- [TEXTO CITADO]:
****************************************
Filme do Dia: Alphaville (1965), Jean-Luc Godard
Alphaville (Alphaville, Une Étrange Aventure de Lemmy Caution, França/Itália,
1965). Direção: Jean-Luc Godard. Rot. Adaptado: Jean-Luc Godard, baseado no
romance Le Capitale de la Douleur, de
Paul Éluard. Fotografia: Raoul Coutard. Música: Paul Misraki. Montagem: Agnés
Guillemot. Dir. de arte: Pierre Guffroy. Com: Eddie Constantine, Anna Karina, Akim Tamiroff, Jean-Louis Comolli, Michel Delahaye, Jean-André Fieschi, Howard
Vernon.
O detetive Lemmy Caution (Constantine)
vai investigar o estranho mundo de Alphaville, onde as pessoas chegaram a um nível de cientifização e
instrumentalidade que não mais admite a emoção e a poesia. Os que se insurgem
contra são fuzilados. Caution demonstra particularmente interesse pela filha do
cientista que procura encontrar, Leonard Nosferatu (Vernon) que, como ele, é
proveniente dos Países Exteriores, Natacha Von Braun (Karina) – o sobrenome é
decorrente da mudança de nome operada pelo cientista após mudar-se para
Alphaville. Incomodados com a inquietação reflexiva de Caution, em um mundo que
só admite uma elite de pensantes e uma grande massa de semi-autômatos, o
detetive é levado pela polícia a confrontar-se com uma subseção do cérebro que
comanda Alphaville, o computador Alpha
60. Embora consiga safar-se do primeiro interrogatório, o computador
afirma que Caution parece dissimular algo. No segundo encontro, agora com a
própria máquina chefe, Alpha, que já conhece sua verdadeira identidade, Caution
é franco e afirma que ninguém deterá sua empreitada. Ao sair da sala de
operações assassina todos que encontra pela frente. Com o mundo de Alphaville
em degradação, e as pessoas rodando em círculos, Caution carrega consigo para o
mundo exterior Natacha, por quem se encontra apaixonado.
****************************************
- [REGISTROS DE DADOS]:
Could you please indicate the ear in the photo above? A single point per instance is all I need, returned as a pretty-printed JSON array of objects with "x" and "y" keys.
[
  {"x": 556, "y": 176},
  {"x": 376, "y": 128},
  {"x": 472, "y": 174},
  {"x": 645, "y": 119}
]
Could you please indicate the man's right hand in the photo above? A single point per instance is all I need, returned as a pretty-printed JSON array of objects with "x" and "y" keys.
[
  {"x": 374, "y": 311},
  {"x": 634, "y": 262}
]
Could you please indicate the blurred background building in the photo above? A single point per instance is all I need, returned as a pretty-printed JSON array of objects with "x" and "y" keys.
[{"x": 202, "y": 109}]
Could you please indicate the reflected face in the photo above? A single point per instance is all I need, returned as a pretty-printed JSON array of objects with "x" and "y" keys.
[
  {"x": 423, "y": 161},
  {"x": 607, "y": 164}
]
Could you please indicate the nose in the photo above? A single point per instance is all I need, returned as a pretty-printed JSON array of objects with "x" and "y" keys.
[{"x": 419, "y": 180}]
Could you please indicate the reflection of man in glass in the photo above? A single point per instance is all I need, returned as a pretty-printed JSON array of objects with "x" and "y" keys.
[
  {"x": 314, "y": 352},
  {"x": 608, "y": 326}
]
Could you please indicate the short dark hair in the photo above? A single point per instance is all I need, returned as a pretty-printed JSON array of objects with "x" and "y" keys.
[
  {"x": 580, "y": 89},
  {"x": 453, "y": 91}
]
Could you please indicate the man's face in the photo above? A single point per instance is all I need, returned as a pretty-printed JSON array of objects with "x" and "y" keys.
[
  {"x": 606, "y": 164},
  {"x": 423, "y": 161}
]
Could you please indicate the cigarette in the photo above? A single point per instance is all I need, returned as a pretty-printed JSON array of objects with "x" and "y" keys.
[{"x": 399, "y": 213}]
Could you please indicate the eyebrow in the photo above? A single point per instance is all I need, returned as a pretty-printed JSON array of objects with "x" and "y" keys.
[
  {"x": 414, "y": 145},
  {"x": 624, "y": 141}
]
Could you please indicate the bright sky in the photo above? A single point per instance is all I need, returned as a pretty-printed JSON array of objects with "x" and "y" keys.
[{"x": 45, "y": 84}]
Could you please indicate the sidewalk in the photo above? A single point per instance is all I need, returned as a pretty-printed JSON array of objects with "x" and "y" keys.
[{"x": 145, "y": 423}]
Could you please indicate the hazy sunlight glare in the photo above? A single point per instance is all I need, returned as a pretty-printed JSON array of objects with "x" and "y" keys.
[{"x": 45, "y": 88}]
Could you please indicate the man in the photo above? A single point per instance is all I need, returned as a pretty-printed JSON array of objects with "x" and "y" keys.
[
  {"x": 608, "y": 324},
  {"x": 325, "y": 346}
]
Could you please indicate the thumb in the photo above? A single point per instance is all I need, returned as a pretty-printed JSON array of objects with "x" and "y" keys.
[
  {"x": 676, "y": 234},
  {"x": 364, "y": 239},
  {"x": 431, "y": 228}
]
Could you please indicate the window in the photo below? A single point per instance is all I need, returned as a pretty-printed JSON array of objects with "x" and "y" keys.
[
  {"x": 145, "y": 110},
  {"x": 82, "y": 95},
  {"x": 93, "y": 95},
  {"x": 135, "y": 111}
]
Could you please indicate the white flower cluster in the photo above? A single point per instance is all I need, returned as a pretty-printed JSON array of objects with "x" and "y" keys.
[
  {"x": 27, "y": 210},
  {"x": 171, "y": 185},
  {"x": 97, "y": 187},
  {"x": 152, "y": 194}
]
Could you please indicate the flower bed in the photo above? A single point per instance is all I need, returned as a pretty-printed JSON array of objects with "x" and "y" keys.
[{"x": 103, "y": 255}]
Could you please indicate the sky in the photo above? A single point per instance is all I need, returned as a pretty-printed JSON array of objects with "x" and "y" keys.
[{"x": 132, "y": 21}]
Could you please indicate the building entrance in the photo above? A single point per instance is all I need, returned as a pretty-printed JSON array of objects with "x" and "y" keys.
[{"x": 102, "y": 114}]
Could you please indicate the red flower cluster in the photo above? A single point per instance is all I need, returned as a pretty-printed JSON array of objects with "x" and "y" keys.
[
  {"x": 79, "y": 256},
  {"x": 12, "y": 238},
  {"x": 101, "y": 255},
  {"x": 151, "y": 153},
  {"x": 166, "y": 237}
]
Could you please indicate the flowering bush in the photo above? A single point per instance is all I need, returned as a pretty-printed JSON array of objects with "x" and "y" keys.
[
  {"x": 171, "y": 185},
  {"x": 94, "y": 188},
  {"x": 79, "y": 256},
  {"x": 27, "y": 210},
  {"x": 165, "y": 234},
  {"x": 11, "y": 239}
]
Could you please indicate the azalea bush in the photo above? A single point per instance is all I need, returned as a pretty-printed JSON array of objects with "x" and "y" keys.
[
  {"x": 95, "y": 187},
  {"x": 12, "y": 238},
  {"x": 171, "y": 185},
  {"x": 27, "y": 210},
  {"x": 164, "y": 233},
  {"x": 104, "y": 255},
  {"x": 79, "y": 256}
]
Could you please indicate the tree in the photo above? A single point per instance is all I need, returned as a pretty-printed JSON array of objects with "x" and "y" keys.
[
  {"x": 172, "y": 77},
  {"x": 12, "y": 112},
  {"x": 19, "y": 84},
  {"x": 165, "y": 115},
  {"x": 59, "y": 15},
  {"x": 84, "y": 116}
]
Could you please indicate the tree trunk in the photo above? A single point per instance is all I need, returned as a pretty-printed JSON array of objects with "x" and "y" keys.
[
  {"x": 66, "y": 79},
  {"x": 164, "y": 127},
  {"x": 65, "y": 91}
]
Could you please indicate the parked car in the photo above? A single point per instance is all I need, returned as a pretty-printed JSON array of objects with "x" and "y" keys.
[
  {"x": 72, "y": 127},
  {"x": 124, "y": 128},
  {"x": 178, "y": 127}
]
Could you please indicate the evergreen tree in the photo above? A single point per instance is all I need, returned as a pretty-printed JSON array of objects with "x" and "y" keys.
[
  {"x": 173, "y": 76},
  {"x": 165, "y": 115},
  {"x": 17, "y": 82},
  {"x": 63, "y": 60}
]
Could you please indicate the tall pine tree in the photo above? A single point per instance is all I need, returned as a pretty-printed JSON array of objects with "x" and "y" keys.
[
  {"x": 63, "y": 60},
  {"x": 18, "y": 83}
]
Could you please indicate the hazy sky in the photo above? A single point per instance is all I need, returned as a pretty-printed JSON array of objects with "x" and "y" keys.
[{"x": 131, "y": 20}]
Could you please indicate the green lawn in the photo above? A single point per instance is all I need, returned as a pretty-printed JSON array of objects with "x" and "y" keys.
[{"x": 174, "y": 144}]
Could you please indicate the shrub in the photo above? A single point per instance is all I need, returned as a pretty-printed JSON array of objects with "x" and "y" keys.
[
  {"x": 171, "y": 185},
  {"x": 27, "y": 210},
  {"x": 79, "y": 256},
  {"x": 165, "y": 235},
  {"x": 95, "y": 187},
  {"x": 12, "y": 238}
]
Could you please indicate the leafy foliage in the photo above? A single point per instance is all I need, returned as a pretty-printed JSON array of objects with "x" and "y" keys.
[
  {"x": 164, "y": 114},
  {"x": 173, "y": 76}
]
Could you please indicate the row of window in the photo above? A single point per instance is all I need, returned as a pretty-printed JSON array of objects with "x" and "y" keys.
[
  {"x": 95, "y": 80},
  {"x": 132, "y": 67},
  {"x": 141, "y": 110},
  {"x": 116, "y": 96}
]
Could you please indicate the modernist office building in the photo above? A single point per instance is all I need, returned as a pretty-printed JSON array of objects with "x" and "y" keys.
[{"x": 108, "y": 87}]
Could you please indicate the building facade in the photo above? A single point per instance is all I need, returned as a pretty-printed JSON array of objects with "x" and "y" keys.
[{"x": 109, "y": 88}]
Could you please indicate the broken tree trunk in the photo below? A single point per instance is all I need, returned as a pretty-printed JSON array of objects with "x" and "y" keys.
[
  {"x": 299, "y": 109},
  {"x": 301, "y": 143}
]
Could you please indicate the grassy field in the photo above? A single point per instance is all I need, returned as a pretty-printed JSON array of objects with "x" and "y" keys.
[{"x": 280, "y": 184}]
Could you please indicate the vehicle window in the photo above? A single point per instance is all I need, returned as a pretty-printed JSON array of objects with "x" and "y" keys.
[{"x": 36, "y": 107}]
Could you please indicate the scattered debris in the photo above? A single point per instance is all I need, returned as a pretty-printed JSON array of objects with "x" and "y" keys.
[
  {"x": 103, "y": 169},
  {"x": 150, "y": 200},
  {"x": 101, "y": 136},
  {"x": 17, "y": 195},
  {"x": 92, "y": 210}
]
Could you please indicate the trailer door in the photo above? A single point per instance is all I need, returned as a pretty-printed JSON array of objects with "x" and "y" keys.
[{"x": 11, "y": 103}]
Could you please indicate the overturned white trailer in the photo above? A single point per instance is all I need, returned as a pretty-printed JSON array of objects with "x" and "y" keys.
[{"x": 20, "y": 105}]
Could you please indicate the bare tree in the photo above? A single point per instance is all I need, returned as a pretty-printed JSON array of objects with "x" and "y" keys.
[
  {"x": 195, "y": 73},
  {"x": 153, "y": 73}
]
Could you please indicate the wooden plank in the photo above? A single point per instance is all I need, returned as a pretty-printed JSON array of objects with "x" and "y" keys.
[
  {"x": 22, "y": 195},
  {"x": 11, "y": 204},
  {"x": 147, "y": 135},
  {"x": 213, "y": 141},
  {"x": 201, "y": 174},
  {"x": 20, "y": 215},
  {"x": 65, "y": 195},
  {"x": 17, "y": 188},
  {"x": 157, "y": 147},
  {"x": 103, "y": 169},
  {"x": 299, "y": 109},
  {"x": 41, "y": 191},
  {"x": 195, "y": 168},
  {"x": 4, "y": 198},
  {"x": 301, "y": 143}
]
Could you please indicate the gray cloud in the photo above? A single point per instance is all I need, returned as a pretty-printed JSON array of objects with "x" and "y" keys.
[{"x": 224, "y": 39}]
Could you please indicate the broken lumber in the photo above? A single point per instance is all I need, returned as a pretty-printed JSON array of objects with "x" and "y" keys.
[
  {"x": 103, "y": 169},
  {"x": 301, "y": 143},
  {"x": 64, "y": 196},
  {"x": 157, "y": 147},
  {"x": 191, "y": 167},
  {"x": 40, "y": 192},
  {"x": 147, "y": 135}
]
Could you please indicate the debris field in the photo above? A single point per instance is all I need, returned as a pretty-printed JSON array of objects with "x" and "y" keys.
****************************************
- [INSTRUÇÃO 1]: Reescreva em forma de lista o parágrafo do texto sobre Alphaville que começa com "O detetive Lemmy Caution", mantendo os fatos principais.
- [INSTRUÇÃO 2]:
Responda com base no texto sobre Alphaville, uma pergunta por linha, marcando as respostas com (a), (b) e (c):
(a) Quem assina a fotografia do filme?
(b) O que acontece, em Alphaville, com quem se insurge contra aquele mundo?
(c) Por quem Caution está apaixonado?
- [INSTRUÇÃO 3]: Retome o texto sobre Alphaville a partir do ponto em que ele termina.
A listagem não tem nenhum papel nesta atividade.

- [RESPOSTA ESPERADA 1]:
- O detetive Lemmy Caution vai investigar Alphaville, um mundo tão cientificizado e instrumental que não admite mais a emoção e a poesia.
- Quem se insurge contra esse mundo é fuzilado.
- Caution se interessa por Natacha Von Braun, filha do cientista Leonard Nosferatu, que ele procura e que, como ele, vem dos Países Exteriores. O sobrenome dela resulta da mudança de nome que o cientista fez ao se mudar para Alphaville.
- A inquietação reflexiva de Caution incomoda num mundo que só aceita uma elite de pensantes e uma massa de semi-autômatos. Por isso a polícia o leva para enfrentar o computador Alpha 60, uma subseção do cérebro que comanda Alphaville.
- Ele escapa do primeiro interrogatório, mas o computador diz que ele parece esconder algo.
- No segundo encontro, a máquina chefe, Alpha, já conhece sua verdadeira identidade. Caution é franco e afirma que ninguém vai deter sua empreitada.
- Ao sair da sala de operações, ele mata todos que encontra pela frente.
- Com Alphaville em degradação e as pessoas rodando em círculos, Caution leva Natacha, por quem está apaixonado, para o mundo exterior.

- [RESPOSTA ESPERADA 2]:
(a) Raoul Coutard.
(b) É fuzilado.
(c) Por Natacha Von Braun.

- [RESPOSTA ESPERADA 3]:
Nessa ficção
apocaliptíca, no estilo 1984, Godard
agrega elementos que fogem tanto a forma como ao conteúdo de obras do gênero,
transformando-o ao mesmo tempo numa homenagem e numa saborosa paródia.
Contribuem para esse estranhamento com relação à mera utilização de cacoetes
dos filmes de gênero vários elementos: as tiradas filosóficas, como o
interrogatório do computador e as respostas do detetive e algumas considerações
do narrador in off; a trilha sonora, suave e melodiosa em momentos de
extrema tensão e violência e as seqüências em negativo. Aliás, o filme é repleto de achados visuais, como a
seqüência que Lemmy e Natacha comem a mesa, e apenas visualizamos seus braços.
O filme é uma salada de referências a própria história do cinema, dos filmes B
a clássicos como Nosferatu, na
citada seqüência em negativo e também nome de um dos personagens. Da mesma
forma a seqüência final, em que os habitantes de Alphaville, inclusive a
própria Natacha/Karina, se arrastam pelas paredes como seres sem alma, é
grandemente evocativa do clássico expressionista O Gabinete do Dr. Caligari (1919), de Robert Wiene. Entre os
momentos mais tocantes estão o exercício de reminiscência que Caution empreende
com Natacha, para que se recorde de que já havia vivido no mundo exterior e a
cena final. Surpreendentemente, mesmo abdicando dos usuais recursos
cenográficos para apresentar um mundo futurista – tal e qual Truffaut fizera,
pouco depois, com seu Fahrenheit 451, igualmente na mesma linha
apocalíptica – Godard conseguiu transformar a Paris noturna em uma Alphaville
mais crível, em sua desumanidade, que muitas das produções de maiores recursos.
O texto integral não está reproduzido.